━━━ Data for the task

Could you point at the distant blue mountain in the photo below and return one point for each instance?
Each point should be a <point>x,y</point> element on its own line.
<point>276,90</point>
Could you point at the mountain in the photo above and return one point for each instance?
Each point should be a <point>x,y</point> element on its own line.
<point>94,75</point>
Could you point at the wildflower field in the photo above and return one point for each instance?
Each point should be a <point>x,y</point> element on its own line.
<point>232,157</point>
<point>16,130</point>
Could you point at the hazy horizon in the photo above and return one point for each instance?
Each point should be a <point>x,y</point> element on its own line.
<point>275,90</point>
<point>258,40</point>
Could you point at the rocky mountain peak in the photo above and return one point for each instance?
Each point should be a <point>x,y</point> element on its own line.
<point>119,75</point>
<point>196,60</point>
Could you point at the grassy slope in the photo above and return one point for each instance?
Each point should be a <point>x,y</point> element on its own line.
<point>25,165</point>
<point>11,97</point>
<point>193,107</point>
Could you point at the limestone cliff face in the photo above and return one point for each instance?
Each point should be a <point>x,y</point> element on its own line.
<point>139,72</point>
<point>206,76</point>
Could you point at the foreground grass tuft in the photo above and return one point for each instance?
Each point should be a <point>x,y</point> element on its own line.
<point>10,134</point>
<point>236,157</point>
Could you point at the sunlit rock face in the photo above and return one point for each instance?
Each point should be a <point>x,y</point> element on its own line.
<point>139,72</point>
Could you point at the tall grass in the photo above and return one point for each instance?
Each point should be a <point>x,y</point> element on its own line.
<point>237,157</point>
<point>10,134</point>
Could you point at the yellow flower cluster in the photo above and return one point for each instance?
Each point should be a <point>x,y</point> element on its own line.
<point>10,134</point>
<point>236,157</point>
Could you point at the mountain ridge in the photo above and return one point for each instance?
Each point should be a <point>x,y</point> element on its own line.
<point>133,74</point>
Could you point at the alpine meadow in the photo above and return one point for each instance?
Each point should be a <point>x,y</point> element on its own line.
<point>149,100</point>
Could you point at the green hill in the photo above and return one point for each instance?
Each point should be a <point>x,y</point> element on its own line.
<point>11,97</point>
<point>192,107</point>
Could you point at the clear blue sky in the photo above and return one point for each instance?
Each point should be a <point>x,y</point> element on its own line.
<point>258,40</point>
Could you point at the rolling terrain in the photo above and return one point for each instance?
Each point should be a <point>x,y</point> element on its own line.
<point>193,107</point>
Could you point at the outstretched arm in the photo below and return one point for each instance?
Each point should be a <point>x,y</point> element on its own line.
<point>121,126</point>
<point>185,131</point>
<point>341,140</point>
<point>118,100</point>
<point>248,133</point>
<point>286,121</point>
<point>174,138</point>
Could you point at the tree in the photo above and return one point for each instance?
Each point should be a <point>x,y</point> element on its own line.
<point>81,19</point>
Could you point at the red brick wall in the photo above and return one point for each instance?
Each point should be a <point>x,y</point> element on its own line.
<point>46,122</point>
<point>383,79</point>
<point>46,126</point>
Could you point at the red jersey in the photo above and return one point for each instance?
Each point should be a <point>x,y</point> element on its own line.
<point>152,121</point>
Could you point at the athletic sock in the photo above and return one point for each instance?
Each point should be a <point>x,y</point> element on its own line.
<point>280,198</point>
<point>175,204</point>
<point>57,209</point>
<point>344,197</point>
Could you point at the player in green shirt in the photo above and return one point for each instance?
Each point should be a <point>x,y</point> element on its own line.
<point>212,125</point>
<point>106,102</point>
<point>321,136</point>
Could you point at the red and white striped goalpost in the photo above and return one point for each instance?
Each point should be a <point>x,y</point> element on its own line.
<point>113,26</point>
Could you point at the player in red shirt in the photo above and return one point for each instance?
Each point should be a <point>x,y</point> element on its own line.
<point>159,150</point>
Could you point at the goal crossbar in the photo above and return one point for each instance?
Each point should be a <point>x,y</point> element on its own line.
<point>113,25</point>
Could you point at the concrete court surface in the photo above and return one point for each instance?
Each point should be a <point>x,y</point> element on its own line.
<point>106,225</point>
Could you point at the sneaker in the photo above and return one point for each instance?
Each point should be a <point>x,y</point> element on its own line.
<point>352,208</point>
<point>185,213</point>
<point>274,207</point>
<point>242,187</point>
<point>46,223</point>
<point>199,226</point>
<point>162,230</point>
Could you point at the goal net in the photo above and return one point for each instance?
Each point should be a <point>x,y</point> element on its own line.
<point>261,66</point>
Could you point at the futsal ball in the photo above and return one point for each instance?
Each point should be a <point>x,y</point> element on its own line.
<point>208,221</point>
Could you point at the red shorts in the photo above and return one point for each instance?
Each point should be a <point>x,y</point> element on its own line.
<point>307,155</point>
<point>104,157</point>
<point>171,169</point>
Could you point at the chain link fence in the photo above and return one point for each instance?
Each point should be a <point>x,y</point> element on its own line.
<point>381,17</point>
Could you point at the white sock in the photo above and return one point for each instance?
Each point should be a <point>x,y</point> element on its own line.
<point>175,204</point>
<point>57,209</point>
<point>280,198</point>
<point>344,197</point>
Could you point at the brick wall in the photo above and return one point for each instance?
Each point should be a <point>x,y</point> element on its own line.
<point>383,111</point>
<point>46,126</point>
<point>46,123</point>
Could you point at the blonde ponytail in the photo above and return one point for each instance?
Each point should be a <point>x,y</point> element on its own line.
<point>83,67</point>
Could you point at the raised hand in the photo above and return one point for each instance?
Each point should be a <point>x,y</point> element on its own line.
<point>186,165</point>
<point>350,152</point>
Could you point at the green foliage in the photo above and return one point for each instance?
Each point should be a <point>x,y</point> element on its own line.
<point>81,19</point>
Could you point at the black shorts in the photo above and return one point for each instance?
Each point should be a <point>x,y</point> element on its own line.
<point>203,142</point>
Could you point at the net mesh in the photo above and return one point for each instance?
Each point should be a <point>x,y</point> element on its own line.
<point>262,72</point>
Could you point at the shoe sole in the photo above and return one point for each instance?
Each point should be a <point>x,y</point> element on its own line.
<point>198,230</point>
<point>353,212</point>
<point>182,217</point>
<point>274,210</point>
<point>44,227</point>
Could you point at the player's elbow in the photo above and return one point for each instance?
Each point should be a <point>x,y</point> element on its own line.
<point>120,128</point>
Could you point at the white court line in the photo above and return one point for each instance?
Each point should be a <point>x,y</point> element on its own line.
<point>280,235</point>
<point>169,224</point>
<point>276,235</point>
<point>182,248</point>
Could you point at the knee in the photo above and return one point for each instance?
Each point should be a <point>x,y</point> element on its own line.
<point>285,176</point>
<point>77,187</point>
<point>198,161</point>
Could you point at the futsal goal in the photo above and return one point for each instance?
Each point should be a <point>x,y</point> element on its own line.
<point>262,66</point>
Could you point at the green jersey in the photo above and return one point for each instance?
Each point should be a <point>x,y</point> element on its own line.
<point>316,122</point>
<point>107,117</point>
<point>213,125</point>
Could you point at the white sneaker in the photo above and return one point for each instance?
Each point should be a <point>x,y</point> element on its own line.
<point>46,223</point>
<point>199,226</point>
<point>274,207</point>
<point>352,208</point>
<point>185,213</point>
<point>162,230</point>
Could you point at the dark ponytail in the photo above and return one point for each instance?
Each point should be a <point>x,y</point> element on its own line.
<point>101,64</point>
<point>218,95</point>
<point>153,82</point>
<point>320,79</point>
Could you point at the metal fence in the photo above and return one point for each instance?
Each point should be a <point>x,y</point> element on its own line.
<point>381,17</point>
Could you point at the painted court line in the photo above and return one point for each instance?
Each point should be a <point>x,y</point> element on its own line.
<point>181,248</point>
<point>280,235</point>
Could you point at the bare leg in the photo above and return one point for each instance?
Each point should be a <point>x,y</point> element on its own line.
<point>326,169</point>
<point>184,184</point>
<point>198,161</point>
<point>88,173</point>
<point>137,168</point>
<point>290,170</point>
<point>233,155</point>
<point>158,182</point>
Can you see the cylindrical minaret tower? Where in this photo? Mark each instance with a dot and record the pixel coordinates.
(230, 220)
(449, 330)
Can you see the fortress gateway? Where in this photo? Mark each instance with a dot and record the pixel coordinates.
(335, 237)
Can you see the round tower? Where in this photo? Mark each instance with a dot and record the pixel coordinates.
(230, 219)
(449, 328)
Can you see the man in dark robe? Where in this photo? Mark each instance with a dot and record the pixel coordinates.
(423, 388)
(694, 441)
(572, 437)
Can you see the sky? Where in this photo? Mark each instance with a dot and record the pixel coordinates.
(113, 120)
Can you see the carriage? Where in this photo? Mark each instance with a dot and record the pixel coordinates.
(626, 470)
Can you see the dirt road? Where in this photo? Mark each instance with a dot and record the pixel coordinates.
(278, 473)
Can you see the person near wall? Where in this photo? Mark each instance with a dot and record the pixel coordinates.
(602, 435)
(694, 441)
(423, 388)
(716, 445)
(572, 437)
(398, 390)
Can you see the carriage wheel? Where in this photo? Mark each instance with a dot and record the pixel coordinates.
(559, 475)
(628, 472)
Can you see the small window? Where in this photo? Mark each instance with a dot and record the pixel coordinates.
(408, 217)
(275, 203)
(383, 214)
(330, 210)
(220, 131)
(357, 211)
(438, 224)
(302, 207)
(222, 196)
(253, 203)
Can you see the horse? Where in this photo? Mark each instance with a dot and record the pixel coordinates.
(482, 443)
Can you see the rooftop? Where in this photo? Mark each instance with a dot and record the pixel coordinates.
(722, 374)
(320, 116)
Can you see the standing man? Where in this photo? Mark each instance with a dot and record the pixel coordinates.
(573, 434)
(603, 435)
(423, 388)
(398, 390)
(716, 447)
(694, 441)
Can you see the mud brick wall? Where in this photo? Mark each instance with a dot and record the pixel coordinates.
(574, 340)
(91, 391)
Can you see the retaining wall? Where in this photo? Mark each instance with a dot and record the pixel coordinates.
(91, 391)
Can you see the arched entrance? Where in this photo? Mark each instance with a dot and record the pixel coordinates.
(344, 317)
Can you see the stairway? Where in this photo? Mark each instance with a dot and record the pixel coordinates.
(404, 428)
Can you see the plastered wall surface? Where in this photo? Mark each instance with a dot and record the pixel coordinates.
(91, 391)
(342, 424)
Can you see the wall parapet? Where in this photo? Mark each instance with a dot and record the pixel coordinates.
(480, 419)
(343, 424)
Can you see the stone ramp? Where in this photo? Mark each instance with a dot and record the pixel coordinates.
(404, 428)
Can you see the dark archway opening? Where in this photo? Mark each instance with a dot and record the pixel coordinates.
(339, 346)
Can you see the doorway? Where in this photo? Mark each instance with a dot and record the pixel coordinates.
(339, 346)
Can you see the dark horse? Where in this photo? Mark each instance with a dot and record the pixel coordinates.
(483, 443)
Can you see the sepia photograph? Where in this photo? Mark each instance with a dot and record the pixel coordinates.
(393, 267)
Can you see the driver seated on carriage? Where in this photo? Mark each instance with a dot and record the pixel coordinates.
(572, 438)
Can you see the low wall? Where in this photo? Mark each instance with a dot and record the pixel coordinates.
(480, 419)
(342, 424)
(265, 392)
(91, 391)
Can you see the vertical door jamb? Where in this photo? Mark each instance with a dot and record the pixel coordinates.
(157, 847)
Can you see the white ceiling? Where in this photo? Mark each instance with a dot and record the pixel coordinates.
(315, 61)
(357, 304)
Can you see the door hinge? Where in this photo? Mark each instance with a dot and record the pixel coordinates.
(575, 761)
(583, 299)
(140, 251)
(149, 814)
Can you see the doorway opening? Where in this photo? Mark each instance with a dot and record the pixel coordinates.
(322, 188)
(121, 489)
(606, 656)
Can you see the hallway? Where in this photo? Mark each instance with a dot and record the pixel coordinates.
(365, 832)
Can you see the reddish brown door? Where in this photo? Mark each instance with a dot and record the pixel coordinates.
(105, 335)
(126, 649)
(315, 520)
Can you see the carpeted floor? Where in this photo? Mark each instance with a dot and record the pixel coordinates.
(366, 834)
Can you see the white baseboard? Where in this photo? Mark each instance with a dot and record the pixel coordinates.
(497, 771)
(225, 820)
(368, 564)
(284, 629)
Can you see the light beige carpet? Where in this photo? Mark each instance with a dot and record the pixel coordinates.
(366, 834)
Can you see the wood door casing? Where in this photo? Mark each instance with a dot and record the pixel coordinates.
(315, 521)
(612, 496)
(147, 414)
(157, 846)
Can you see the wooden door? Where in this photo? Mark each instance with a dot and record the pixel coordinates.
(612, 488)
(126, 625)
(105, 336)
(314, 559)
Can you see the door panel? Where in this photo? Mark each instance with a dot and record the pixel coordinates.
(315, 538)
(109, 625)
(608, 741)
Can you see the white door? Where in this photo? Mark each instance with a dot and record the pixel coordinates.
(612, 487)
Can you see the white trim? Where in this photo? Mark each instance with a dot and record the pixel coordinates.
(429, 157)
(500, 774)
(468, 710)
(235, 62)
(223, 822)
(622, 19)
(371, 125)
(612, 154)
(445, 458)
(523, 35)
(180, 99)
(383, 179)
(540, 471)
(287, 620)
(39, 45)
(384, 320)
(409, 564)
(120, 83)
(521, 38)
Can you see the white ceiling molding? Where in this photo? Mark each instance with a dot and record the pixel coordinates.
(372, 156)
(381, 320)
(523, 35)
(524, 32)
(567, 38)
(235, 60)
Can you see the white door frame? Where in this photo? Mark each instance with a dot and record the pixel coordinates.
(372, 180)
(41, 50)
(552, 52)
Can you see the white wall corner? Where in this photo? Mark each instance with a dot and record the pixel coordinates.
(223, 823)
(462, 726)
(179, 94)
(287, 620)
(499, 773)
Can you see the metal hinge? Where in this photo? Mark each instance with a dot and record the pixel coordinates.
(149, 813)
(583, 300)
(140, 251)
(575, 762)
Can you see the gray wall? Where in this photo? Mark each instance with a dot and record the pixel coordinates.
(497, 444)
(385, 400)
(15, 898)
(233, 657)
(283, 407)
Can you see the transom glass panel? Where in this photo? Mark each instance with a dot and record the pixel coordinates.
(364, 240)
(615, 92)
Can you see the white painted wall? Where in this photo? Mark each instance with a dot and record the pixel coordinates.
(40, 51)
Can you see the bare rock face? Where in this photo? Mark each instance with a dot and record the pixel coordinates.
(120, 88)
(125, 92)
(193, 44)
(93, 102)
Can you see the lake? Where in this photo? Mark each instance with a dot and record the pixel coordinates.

━━━━━━

▸ **Work to complete**:
Rewrite the material from the line with "Could you point at the green foliage" to the line with "<point>203,142</point>", swapping "black shorts" for "dark shorts" and keeping everything else the same.

▸ **Output for this task**:
Could you point at the green foliage in the photo above and return one point for each instance?
Each point should be a <point>x,y</point> element on its own line.
<point>81,19</point>
Could you point at the dark shorts in the photo above and return one point for each instance?
Each point should be a <point>x,y</point> element on its own line.
<point>203,142</point>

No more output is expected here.